Return all the data exactly, keeping the pictures out.
■ ■ ■ ■ ■ ■ ■
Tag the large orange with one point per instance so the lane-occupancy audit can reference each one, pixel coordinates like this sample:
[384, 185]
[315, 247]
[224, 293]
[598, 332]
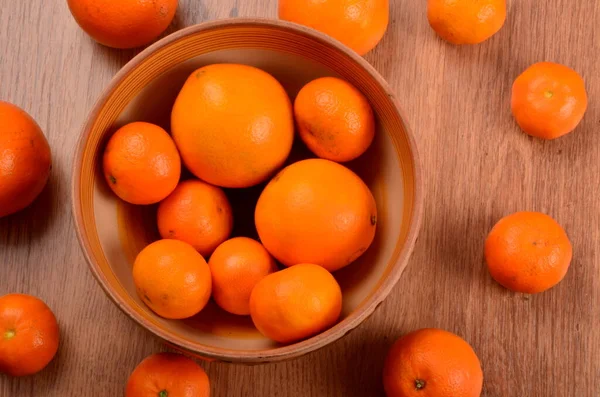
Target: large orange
[528, 252]
[316, 211]
[168, 375]
[466, 21]
[141, 163]
[197, 213]
[236, 267]
[334, 119]
[123, 23]
[29, 335]
[25, 160]
[359, 24]
[296, 303]
[548, 100]
[432, 363]
[172, 278]
[233, 125]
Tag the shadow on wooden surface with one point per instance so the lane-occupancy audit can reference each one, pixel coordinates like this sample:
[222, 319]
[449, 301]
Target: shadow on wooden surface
[31, 224]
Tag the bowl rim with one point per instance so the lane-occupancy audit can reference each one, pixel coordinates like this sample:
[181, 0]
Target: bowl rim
[279, 353]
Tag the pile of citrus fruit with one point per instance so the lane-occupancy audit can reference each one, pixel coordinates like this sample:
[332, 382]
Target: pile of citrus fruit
[232, 126]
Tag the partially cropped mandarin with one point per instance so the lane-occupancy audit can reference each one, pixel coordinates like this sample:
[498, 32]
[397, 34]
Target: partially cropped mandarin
[236, 267]
[316, 211]
[549, 100]
[466, 21]
[141, 163]
[25, 159]
[168, 375]
[359, 24]
[233, 125]
[123, 23]
[528, 252]
[197, 213]
[334, 119]
[172, 278]
[432, 363]
[296, 303]
[29, 335]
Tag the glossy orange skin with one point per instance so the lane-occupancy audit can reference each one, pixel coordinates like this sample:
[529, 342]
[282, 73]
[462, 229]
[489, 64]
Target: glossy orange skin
[141, 163]
[236, 267]
[124, 23]
[528, 252]
[173, 374]
[25, 159]
[296, 303]
[432, 363]
[548, 100]
[316, 211]
[466, 21]
[197, 213]
[233, 125]
[334, 119]
[29, 335]
[359, 24]
[172, 278]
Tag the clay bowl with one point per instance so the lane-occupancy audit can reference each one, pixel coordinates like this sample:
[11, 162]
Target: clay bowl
[112, 232]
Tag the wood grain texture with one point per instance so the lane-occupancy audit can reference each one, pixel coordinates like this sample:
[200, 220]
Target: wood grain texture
[478, 167]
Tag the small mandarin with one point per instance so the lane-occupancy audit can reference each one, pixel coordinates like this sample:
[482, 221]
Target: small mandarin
[548, 100]
[168, 375]
[141, 163]
[295, 303]
[124, 23]
[236, 267]
[334, 119]
[197, 213]
[29, 335]
[528, 252]
[466, 21]
[25, 159]
[432, 363]
[172, 278]
[359, 24]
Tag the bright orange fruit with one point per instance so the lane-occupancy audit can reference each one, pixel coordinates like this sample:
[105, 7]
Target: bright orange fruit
[197, 213]
[316, 211]
[466, 21]
[528, 252]
[236, 267]
[296, 303]
[334, 119]
[123, 23]
[168, 375]
[432, 363]
[359, 24]
[549, 100]
[141, 163]
[172, 278]
[29, 335]
[25, 160]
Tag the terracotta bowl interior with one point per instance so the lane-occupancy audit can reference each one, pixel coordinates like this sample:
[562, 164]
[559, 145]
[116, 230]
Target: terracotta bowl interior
[113, 232]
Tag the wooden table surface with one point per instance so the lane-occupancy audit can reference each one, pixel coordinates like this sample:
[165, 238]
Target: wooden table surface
[478, 167]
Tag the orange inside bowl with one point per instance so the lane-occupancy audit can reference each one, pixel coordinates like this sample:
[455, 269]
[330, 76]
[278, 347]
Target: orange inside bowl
[112, 232]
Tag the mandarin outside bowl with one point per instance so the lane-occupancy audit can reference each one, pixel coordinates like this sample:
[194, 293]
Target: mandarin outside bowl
[112, 232]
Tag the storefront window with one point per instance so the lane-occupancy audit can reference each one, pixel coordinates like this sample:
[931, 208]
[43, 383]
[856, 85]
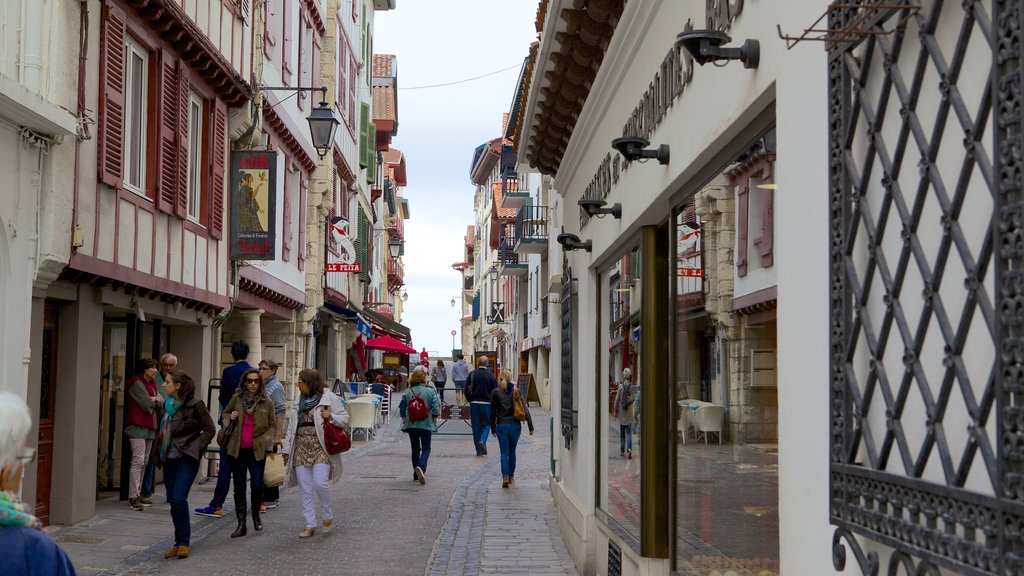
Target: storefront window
[621, 454]
[726, 401]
■ ■ ■ ■ ■ ■ ■
▶ _Finished exercise_:
Tag the large orange with one point per instance so the lane-occupancy audit can reference each one, pixel coordinates like this sample:
[384, 185]
[315, 247]
[224, 293]
[598, 332]
Target: large orange
[528, 252]
[316, 211]
[168, 375]
[466, 21]
[141, 163]
[197, 213]
[236, 267]
[334, 119]
[123, 23]
[29, 335]
[25, 160]
[359, 24]
[296, 303]
[548, 100]
[432, 363]
[172, 278]
[233, 125]
Tag the shadow on wooden surface with one point per instance so the lane-occupancy audit can reference each one, pixel coordinates like this sample:
[222, 319]
[449, 301]
Target: shadow on wooden surface
[31, 224]
Tag the bowl rim with one point per instance so the lane-occupancy audit can reference each one, pixel coordinates like this sample:
[181, 0]
Target: bowl rim
[279, 353]
Tag the pile of citrus fruit with one point per instance so the lane-occupancy audit can reference each one, pixel coordinates like this sample:
[332, 382]
Target: pile of citrus fruit
[232, 126]
Tag the partially cropped mandarin with one point per instance so the lane-occupancy audit can reference each one, pixel coordinates like this sample:
[498, 32]
[397, 34]
Target: partially cropped mandarin
[236, 267]
[316, 211]
[549, 100]
[466, 21]
[141, 163]
[25, 159]
[168, 375]
[359, 24]
[233, 125]
[123, 23]
[528, 252]
[197, 213]
[334, 119]
[172, 278]
[432, 363]
[296, 303]
[29, 335]
Tag the glossy orange skin with one point per instance so the lane-occupancy audit can reference each one, pixel coordinates like this sample:
[529, 342]
[282, 73]
[462, 229]
[489, 64]
Target: glossy orange skin
[141, 163]
[236, 267]
[124, 23]
[528, 252]
[173, 374]
[25, 159]
[296, 303]
[432, 363]
[548, 100]
[316, 211]
[466, 21]
[197, 213]
[233, 125]
[334, 119]
[29, 335]
[359, 24]
[172, 278]
Tag the clay bowl with one point per instance so the lane-occupancy audit can reference each one, pixel coordinates like this sample:
[11, 162]
Target: clay bowl
[112, 232]
Tag the wood grain texture with one point per instance so the lane-occupancy audit can reference each one, pixel coordinates like this sample:
[200, 220]
Target: wood grain texture
[478, 167]
Tag the small mandarin with one point per instance so the lane-occupancy audit can reference each one, pixel coordinates like this sample:
[482, 221]
Target: small mandarin
[548, 100]
[168, 375]
[141, 163]
[295, 303]
[124, 23]
[236, 267]
[334, 119]
[197, 213]
[29, 335]
[528, 252]
[466, 21]
[25, 159]
[432, 363]
[172, 278]
[359, 24]
Tag the bright orange fruit with one point per instance so the lane-occupancy audit can reference each one, pixel coordinates like this sample:
[105, 7]
Target: bright orange fruit
[197, 213]
[316, 211]
[466, 21]
[528, 252]
[236, 267]
[296, 303]
[334, 119]
[123, 23]
[168, 375]
[432, 363]
[359, 24]
[549, 100]
[141, 163]
[172, 278]
[29, 335]
[25, 160]
Tag the terracotta bowl interior with one point per instance so the lane-occupancy audit can reference each one, pixel coordinates like this sample:
[562, 164]
[559, 145]
[116, 230]
Target: terracotta bowl interior
[113, 232]
Tag the wooden table surface with one point per instance so the lane-occupancy audit can reference each one, pixel coordinates like this sample:
[165, 238]
Target: wooden table surface
[478, 167]
Tag the orange inside bowl with one point per instance so the lane-occupancy audit can reference each one, pixel coordinates like this sample:
[455, 269]
[330, 76]
[278, 347]
Target: orange inside bowl
[112, 232]
Tag the mandarin outside bowl with one point per instance so the lane-occupancy audit can reference each one, pixel coordinates like this sample:
[194, 293]
Target: mandarin outside bowl
[112, 232]
Tag the storefront window with one point per instance so the lane-occupancy audit can reference each one, pixel coordinates like this sample:
[931, 208]
[43, 383]
[856, 85]
Target: storefront window
[621, 454]
[726, 401]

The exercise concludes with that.